**Instruction 1:** Which lines of the records contain the word "jacket"? Locate each one, with case counting, and copy it out in full.

**Document:**
:::::

# Cannot open lightroom



## erikastratton (Nov 3, 2011)

I downloaded the trial version of Adobe Photoshop Lightroom 3.5 64-bit. I used it for a couple days, but when I came back I could not open it. I get some sort of error message that reads, "Adobe Photoshop Lightroom 64-bit has stopped working. A problem caused the program to stop working correctly. Windows will close the program and notify you if a solution is available." 

I also tried deactivating the program, and reactivating. I received the same message. I also tried restarting my computer. I contacted Adobe support, and they sent me here. Please help! I really want to test Lightroom out, before I decide to buy. 

Please help!


----------



## Denis de Gannes (Nov 4, 2011)

When Lightroom is open it creates a .lock file next to the Catalog file which prevents any other access to the catalog while it is use. When Lightroom closes this file is automatically deleted, however if Lightroom crashes or is not closed properly the file remains and will prevent the program from reopening.

:::::

**Available records:**
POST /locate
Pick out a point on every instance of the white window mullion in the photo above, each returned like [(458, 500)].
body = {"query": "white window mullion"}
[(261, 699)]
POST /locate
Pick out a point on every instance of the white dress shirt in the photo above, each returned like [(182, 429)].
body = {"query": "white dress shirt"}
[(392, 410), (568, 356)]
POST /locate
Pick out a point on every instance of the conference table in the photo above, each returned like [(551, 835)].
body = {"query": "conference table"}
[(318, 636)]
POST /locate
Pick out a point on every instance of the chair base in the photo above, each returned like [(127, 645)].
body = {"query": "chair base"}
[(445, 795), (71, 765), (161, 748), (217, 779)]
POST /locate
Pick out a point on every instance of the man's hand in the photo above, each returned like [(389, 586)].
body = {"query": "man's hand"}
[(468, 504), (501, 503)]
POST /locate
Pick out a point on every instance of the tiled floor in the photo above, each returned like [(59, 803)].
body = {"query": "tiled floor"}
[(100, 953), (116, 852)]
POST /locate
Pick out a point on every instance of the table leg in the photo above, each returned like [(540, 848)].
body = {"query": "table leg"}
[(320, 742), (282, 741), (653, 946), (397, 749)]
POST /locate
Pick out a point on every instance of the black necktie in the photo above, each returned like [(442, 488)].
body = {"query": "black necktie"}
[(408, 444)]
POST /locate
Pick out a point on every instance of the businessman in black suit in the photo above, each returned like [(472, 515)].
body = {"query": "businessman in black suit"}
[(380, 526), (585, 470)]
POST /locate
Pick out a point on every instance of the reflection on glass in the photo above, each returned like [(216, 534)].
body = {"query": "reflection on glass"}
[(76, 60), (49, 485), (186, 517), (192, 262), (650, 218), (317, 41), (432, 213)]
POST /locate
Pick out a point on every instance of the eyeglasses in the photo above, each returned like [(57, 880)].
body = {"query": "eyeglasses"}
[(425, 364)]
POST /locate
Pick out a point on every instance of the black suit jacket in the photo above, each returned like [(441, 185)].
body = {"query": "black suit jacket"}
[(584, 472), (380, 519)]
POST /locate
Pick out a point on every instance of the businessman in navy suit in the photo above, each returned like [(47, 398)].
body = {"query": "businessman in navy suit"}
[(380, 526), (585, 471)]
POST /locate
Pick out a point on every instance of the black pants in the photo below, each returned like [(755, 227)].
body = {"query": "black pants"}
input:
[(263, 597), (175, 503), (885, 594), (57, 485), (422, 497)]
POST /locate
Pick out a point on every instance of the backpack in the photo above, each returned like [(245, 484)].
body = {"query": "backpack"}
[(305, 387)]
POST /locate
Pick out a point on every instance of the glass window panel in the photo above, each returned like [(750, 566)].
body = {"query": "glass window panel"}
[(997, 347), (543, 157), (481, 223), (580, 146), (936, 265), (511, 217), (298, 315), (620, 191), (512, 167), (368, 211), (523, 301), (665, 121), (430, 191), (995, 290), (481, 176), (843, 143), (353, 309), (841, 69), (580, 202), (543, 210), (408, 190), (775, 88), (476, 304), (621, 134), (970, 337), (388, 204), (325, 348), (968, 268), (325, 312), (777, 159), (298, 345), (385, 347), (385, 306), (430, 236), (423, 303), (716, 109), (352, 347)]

:::::

**Instruction 2:** Write the next part of the forum thread about Lightroom failing to open, picking up after its last sentence.

**Exercise answer 1:**
Pick out a point on every instance of the black suit jacket in the photo above, each returned like [(441, 185)].
body = {"query": "black suit jacket"}

**Exercise answer 2:**
The Catalog is normally in your My Pictures folder within a subfolder named Lightroom. 

Using windows explorer go to the Lightroom folder and see if there is a .lock file present and delete it. Then try and restart Lightroom. see the attached screen shot.


----------



## jameszr1 (Mar 22, 2012)

I have the same problem with my 3.5 version of Lightroom.  In my pictures folder , in the lightroom sub folder, I have no   .lock file. 
My initial error when booting lightroom is  "Lightroom opening catalog: 0676 RevoKoz.jpg.lrcat    Any ideas for me please???  James


----------



## clee01l (Mar 22, 2012)

jameszr1 said:


> I have the same problem with my 3.5 version of Lightroom.  In my pictures folder , in the lightroom sub folder, I have no   .lock file.
> My initial error when booting lightroom is  "Lightroom opening catalog: 0676 RevoKoz.jpg.lrcat    Any ideas for me please???  James


James, Welcome to the forum.  This 'jpg image file name' catalog name accident has happened before.  There is a thread that covers it in detail and (IIRC) Beat Gossweiler has the solution.  I'm looking for the thread, If Beat shows up with it before I do, you are in good hands.

Addendum: Here is the thread http://www.lightroomqueen.com/commu...-lrcat-quot-comes-up-and-Lightroom-won-t-open


----------



## ufinit (Mar 29, 2012)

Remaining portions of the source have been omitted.